## WHAT IS NEEDED:
Give every line of the records exactly, please, from the first up to and including the one containing "Target: black tactical glove".

## INFORMATION:
----------------

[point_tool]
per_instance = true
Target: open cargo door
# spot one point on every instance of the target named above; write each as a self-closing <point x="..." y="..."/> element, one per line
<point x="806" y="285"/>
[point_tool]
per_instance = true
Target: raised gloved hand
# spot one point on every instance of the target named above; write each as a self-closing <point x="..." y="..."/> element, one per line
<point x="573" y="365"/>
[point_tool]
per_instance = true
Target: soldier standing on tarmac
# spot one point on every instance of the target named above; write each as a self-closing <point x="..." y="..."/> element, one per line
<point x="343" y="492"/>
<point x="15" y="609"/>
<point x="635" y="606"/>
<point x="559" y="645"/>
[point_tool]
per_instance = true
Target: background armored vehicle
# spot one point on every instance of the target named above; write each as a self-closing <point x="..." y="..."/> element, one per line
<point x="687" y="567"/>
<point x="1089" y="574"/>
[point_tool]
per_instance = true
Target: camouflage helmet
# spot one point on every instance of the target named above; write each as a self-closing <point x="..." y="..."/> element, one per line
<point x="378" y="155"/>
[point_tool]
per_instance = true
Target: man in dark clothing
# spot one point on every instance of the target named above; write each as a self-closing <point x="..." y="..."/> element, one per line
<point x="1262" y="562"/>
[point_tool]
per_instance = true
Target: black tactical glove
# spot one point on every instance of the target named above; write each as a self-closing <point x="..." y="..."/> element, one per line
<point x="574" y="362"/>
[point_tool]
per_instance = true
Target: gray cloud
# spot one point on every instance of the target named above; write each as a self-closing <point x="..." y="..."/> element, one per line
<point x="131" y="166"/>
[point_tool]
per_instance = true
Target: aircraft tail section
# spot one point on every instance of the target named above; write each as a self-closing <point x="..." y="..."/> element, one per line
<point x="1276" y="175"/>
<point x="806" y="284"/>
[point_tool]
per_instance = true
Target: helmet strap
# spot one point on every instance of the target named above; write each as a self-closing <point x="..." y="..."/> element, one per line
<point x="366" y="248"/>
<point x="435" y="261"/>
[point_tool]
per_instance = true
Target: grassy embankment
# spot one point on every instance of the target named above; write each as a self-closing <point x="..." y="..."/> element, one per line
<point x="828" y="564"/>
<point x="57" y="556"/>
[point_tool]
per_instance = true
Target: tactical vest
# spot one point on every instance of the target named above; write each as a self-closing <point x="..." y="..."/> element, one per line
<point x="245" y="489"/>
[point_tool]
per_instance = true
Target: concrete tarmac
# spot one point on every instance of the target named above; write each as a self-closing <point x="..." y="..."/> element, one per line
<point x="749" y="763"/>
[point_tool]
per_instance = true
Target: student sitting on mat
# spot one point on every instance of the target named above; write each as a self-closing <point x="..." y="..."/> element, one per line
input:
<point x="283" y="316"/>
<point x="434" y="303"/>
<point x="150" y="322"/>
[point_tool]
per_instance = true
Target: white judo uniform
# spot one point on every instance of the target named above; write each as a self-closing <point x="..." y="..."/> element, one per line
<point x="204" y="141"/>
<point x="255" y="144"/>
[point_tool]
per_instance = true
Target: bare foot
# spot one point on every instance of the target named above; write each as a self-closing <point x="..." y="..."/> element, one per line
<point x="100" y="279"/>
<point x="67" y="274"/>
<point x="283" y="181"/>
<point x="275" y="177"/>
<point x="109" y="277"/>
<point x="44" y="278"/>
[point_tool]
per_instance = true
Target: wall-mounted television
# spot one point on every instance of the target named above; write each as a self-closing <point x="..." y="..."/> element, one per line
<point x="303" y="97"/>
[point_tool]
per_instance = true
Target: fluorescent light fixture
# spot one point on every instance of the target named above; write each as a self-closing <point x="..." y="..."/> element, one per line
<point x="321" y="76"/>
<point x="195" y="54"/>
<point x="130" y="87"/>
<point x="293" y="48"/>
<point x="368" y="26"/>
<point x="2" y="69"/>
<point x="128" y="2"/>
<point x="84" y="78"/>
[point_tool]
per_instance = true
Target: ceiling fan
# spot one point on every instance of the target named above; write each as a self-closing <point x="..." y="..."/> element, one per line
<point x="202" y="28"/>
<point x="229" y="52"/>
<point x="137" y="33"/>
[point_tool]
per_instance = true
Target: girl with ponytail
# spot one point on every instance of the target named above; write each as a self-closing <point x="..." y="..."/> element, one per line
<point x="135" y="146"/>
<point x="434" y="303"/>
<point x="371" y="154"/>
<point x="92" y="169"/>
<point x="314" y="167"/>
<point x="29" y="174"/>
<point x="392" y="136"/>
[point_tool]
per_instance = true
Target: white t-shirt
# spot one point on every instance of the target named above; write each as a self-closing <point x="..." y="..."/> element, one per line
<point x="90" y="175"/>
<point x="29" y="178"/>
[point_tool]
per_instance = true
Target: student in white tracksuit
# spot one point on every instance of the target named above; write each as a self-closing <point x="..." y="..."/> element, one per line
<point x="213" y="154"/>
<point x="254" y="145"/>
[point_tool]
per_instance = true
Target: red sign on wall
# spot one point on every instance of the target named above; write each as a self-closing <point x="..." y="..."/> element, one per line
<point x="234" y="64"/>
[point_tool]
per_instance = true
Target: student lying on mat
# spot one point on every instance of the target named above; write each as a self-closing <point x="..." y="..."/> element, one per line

----------------

## SOLVED EXERCISE:
[point_tool]
per_instance = true
Target: open cargo door
# spot one point on every instance of the target named above; write each as a self-closing <point x="..." y="..."/> element, one per line
<point x="806" y="285"/>
[point_tool]
per_instance = true
Target: raised gloved hand
# spot one point on every instance of the target named above; write each as a self-closing <point x="..." y="..."/> element, one per line
<point x="573" y="365"/>
[point_tool]
per_instance = true
Target: soldier standing on tarmac
# spot one point on every instance of the target named above; write each as a self-closing <point x="..." y="..."/> element, one per line
<point x="343" y="492"/>
<point x="15" y="609"/>
<point x="635" y="606"/>
<point x="559" y="645"/>
[point_tool]
per_instance = true
Target: background armored vehicle
# spot one point on every instance of the target named above; write each as a self-closing <point x="..." y="..."/> element, one per line
<point x="687" y="567"/>
<point x="1089" y="574"/>
[point_tool]
per_instance = true
Target: camouflage helmet
# spot one point on every instance of the target named above; write each as a self-closing <point x="..." y="..."/> element, one per line
<point x="378" y="155"/>
[point_tool]
per_instance = true
Target: man in dark clothing
# spot one point on every instance of the target named above; write each as a self-closing <point x="..." y="..."/> element, one per line
<point x="1262" y="562"/>
[point_tool]
per_instance = true
Target: black tactical glove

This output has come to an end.